[Natural language region descriptions]

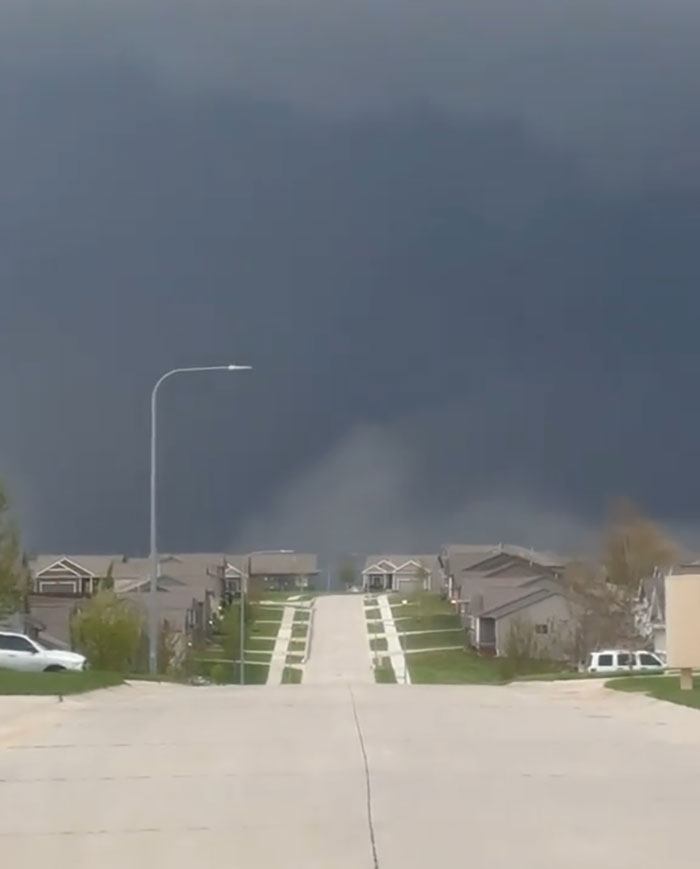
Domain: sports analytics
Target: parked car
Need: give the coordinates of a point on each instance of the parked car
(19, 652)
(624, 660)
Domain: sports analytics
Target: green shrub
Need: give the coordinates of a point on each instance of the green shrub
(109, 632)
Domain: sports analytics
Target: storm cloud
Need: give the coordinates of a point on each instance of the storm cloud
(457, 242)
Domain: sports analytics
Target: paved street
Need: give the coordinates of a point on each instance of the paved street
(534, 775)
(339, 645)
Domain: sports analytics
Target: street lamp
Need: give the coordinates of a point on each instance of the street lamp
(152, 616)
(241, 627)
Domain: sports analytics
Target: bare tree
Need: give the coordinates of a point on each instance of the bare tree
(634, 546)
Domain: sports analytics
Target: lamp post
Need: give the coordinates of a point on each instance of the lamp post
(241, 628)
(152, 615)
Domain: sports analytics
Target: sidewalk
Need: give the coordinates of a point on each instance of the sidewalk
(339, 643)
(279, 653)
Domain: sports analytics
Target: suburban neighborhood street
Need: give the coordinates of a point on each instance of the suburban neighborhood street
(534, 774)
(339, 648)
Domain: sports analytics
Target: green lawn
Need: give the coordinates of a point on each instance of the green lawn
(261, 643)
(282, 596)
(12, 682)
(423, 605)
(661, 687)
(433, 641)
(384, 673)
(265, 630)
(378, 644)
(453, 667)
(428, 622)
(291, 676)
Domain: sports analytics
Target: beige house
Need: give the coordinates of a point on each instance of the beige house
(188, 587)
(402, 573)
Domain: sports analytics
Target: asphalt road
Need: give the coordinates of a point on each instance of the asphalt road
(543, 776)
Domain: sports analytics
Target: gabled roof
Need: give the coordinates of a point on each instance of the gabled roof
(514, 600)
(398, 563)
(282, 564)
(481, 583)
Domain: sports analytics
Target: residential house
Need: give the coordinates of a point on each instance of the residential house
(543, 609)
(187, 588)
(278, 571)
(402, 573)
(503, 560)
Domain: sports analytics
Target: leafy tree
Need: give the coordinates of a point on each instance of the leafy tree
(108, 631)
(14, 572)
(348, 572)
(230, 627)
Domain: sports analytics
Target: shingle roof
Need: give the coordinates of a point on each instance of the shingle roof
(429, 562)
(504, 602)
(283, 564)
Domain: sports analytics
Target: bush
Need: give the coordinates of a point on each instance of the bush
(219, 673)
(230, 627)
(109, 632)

Task goal
Reproduce all of the entries word for word, skipping any pictures they hold.

Result below
Domain: sports analytics
Target: parked car
Need: give the coordinates of a point on each instance of the parked car
(19, 652)
(624, 660)
Domain: sports analytics
Target: green shrub
Need: give the coordinates of a point on each instance of the green shrub
(109, 632)
Domain: sports analytics
Target: storm cloud
Need: give the coordinates of a point on each instance of the storm cloud
(457, 242)
Domain: sports analytics
Target: paved street
Need: give the coordinates of a point on each instance of the paved street
(534, 775)
(339, 645)
Domain: sports analytics
Target: street lamp
Need: give the coordinates of a point on each instance of the street lamp
(152, 616)
(241, 627)
Domain: sports analytics
Target: bare tree
Need: give the coordinates of a point on each instance of the bare tree
(634, 546)
Domain: sports analytics
Target: lamp post
Need: give the coordinates of a point on each instance of the lamp post
(241, 628)
(152, 615)
Domain: sports analytics
Target: sidewalk
Need: give the coordinates of a point on each instance of the sidewalk
(339, 643)
(279, 653)
Domain: sports analytics
Target: suburban neighborhood street
Need: give the coordinates of a point on each instance of the suburban neighborhood street
(534, 774)
(339, 648)
Domain: sports analytics
Target: green lawn
Need: give the coordinates of a point on each instance of the green lawn
(261, 643)
(282, 596)
(12, 682)
(423, 605)
(661, 687)
(433, 641)
(384, 673)
(265, 630)
(378, 644)
(453, 667)
(428, 622)
(291, 676)
Domain: sports analytics
Target: beige house
Need: give the coordinates of a point on each instance of the beige house
(188, 587)
(402, 573)
Domain: sports analytics
Target: asphalt road
Need: give the coordinates of a point on each instance of the asphalt road
(543, 776)
Domain: sports analytics
Target: gabled roof
Need: give the coordinates of a point on each instance of the gabled roof
(514, 600)
(398, 563)
(282, 564)
(481, 583)
Domain: sports analytics
Target: residential house
Need: give the coordinates of a point on each instance of the residential house
(543, 609)
(187, 588)
(278, 571)
(402, 573)
(503, 560)
Domain: sports analytics
Target: leafy tree
Need: give the coordinates of a point on each instance of the leafy tree
(108, 631)
(14, 572)
(348, 572)
(230, 627)
Domain: sports analytics
Target: shingle roof
Need: give the coordinates of a point on each instance of the shingle roof
(429, 562)
(504, 602)
(283, 564)
Domain: sports analytics
Target: bush
Need: give the coordinates of a point on each instance of the bush
(219, 673)
(230, 627)
(109, 632)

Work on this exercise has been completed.